▸ **Consegna**
Puoi riscrivere l'intervista sulla legge elettorale qui sotto, tutto da "Anche il contesto" fino a "sua simpatia. Perché?", sostituendo "Parlamento" con "Senato"?

▸ **Blocco di testo**
+---+

I candidati Pd andranno ai ballottaggi all’interno di raggruppamenti che assomigliano molto di più a quello che dice di volere Pisapia, non Renzi. Non è il de profundis per la “vocazione maggioritaria” che il segretario del Pd ancora difende?
In questo modo lei legge la vocazione maggioritaria solo ed esclusivamente in termini di risultato elettorale, di ricerca del 51 per cento e basta. La vocazione maggioritaria non è un tema elettorale. Come emerge dal manifesto dei valori del Pd, ha a che fare con la definizione di un obiettivo, di una visione del mondo, di un’identità. Il Mattarellum permetteva anche la versione elettorale della visione politica. In quel sistema l’interrogativo era: presentarsi in coalizione con altri o andare da soli? Con i tre quarti dei parlamentari eletti in collegi uninominali relativamente piccoli, la vocazione maggioritaria aveva un senso.
Anche il contesto è diverso, lei dice.
Sì, perché allora due partiti la facevano da padrone, Ds-Pd da una parte e Forza Italia dall’altra. Adesso la situazione è diversa perché la Lega in molte zone del paese è più forte di FI, c’è M5s, c’è il Pd e alla sua sinistra un gruppo di forze che potrebbero allearsi. Il maggioritario funziona in un contesto politico egemonizzato da due grandi partiti. Se ci sono tre forze più o meno equivalenti, come oggi, vuol dire che una di esse rimane fuori dal Parlamento anche se pesa molto. Per questo vedo una tendenza ripetuta al proporzionale.
Che non ha però la sua simpatia. Perché?
Perché è il sistema, mi si passi il termine, che genera ipocrisie. Ciascuno dice cose che non farà e fa cose che non dirà. Non garantisce la governabilità, è sbilanciato sulla rappresentanza e per questo induce il massimo di menzogna possibile.
Il Mattarellum invece?
La legge Mattarella era un legge tendenzialmente maggioritaria che con qualche correzione potrebbe essere validissima anche oggi.
Oggi Renzi getta ponti a sinistra, non si sa con quanta sincerità perché vuole comandare. Pisapia dice di essere disponibile, ma per lui dev’essere un terzo ad unire: Prodi. A che cosa stiamo assistendo?
Ad un intreccio di imbarazzi. Pisapia sa bene che è suo interesse fare un’intesa con il Pd, però i suoi compagni di viaggio non la vogliono, alcuni poi lo inducono ad alzare la posta il più possibile. Ci sono forze che non sopportano la sfida e la fatica del governo, preferiscono l’utopia. Nei tempi brevi o brevissimi è più redditizia della responsabilità.
A patto che questa non diventi doppiezza, come fu per il Pci.

+---+

▸ **Dati forniti**
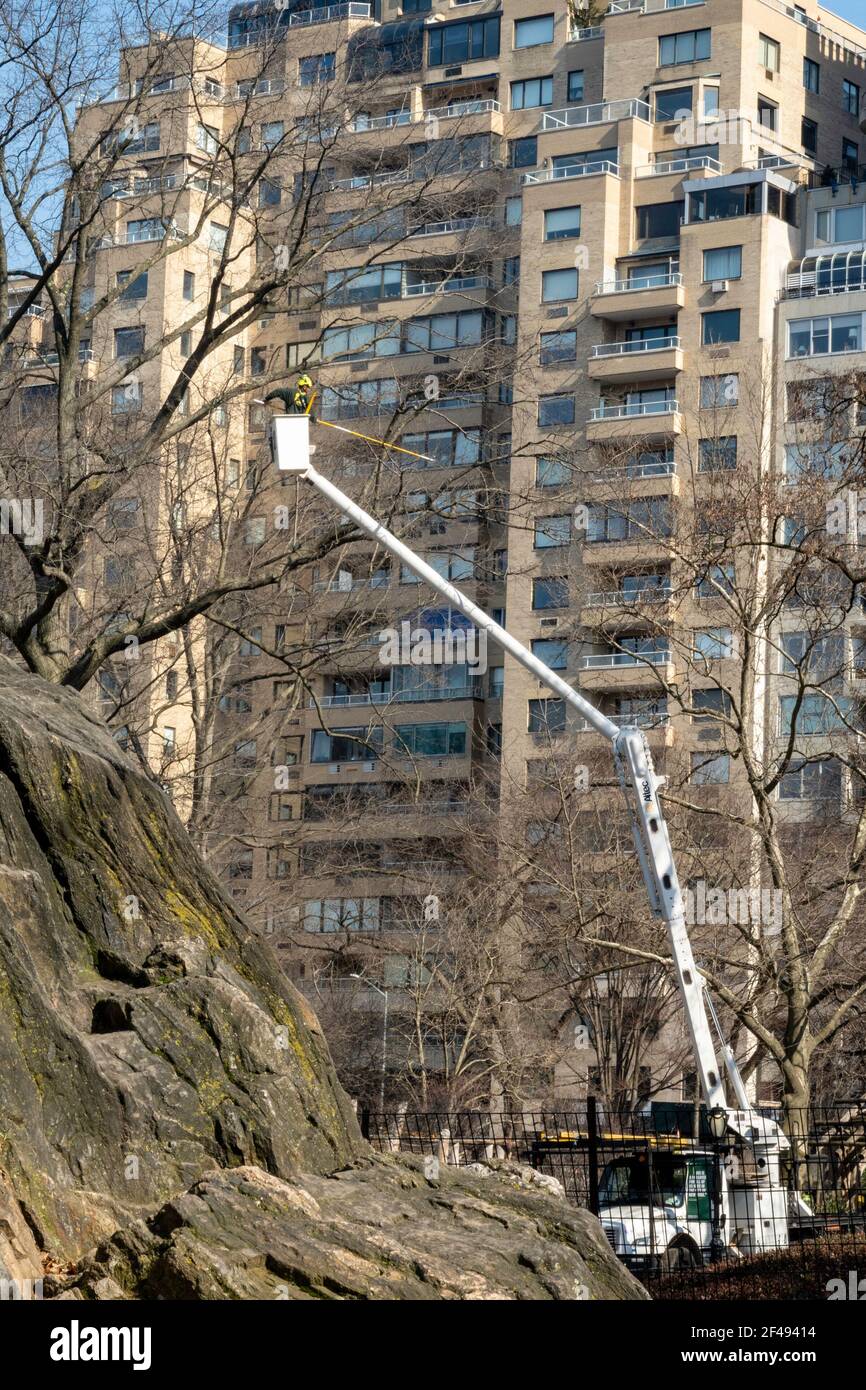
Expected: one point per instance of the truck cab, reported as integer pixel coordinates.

+---+

▸ **Soluzione**
Anche il contesto è diverso, lei dice.
Sì, perché allora due partiti la facevano da padrone, Ds-Pd da una parte e Forza Italia dall’altra. Adesso la situazione è diversa perché la Lega in molte zone del paese è più forte di FI, c’è M5s, c’è il Pd e alla sua sinistra un gruppo di forze che potrebbero allearsi. Il maggioritario funziona in un contesto politico egemonizzato da due grandi partiti. Se ci sono tre forze più o meno equivalenti, come oggi, vuol dire che una di esse rimane fuori dal Senato anche se pesa molto. Per questo vedo una tendenza ripetuta al proporzionale.
Che non ha però la sua simpatia. Perché?